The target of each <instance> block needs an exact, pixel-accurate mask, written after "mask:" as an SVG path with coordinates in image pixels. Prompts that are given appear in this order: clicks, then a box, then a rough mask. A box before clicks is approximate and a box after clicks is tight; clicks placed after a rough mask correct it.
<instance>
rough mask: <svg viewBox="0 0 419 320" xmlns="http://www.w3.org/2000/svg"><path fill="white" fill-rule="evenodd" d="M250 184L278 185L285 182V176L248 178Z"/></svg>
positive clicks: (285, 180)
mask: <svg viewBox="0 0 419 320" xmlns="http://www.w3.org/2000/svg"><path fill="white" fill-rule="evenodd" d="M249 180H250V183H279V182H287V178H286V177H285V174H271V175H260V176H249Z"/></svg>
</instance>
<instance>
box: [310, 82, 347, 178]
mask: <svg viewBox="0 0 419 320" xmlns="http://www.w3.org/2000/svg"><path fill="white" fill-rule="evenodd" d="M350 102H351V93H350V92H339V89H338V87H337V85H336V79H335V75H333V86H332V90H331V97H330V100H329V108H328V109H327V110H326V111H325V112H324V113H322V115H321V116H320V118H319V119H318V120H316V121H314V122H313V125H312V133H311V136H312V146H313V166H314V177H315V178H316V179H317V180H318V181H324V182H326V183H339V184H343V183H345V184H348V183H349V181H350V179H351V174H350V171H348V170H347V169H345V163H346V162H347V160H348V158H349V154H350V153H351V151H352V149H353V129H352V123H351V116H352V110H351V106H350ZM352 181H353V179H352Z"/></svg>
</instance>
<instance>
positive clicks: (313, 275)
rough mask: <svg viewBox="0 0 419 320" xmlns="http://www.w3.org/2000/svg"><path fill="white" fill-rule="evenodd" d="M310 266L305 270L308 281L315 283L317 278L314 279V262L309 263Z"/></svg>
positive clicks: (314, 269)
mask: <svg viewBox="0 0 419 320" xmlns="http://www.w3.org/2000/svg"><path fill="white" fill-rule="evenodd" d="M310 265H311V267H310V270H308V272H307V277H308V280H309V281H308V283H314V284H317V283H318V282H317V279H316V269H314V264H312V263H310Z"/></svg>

> _Problem_
Your answer must be every record above, retyped exactly.

> _Response_
The target of each <instance> block needs an exact, pixel-accurate mask, written after "mask:" as an SVG path with coordinates in image pixels. Prompts that are given appear in this order: clicks, then a box, then a rough mask. A box before clicks is approximate and a box after clicks is tight; clicks placed after a rough mask correct it.
<instance>
rough mask: <svg viewBox="0 0 419 320" xmlns="http://www.w3.org/2000/svg"><path fill="white" fill-rule="evenodd" d="M250 184L278 185L285 182V176L248 178Z"/></svg>
positive clicks: (285, 180)
mask: <svg viewBox="0 0 419 320" xmlns="http://www.w3.org/2000/svg"><path fill="white" fill-rule="evenodd" d="M249 180H250V183H279V182H287V178H286V177H285V174H271V175H260V176H249Z"/></svg>
</instance>
<instance>
box: [310, 82, 347, 178]
mask: <svg viewBox="0 0 419 320" xmlns="http://www.w3.org/2000/svg"><path fill="white" fill-rule="evenodd" d="M350 102H351V93H350V92H339V89H338V87H337V85H336V79H335V75H333V86H332V90H331V97H330V100H329V108H328V109H327V110H326V111H325V112H324V113H322V115H321V116H320V118H319V119H318V120H316V121H314V122H313V125H312V133H311V136H312V146H313V166H314V177H315V178H316V179H317V180H318V181H324V182H326V183H339V184H343V183H345V184H348V183H349V181H350V179H351V174H350V171H348V170H347V169H345V163H346V162H347V160H348V158H349V154H350V153H351V151H352V149H353V129H352V123H351V116H352V110H351V106H350ZM352 181H353V179H352Z"/></svg>
</instance>
<instance>
positive clicks: (313, 275)
rough mask: <svg viewBox="0 0 419 320" xmlns="http://www.w3.org/2000/svg"><path fill="white" fill-rule="evenodd" d="M310 266L305 270L308 281L315 283L317 278L314 279V262L309 263Z"/></svg>
positive clicks: (314, 269)
mask: <svg viewBox="0 0 419 320" xmlns="http://www.w3.org/2000/svg"><path fill="white" fill-rule="evenodd" d="M310 265H311V267H310V270H308V272H307V277H308V280H309V281H308V283H314V284H317V283H318V282H317V279H316V269H314V264H312V263H310Z"/></svg>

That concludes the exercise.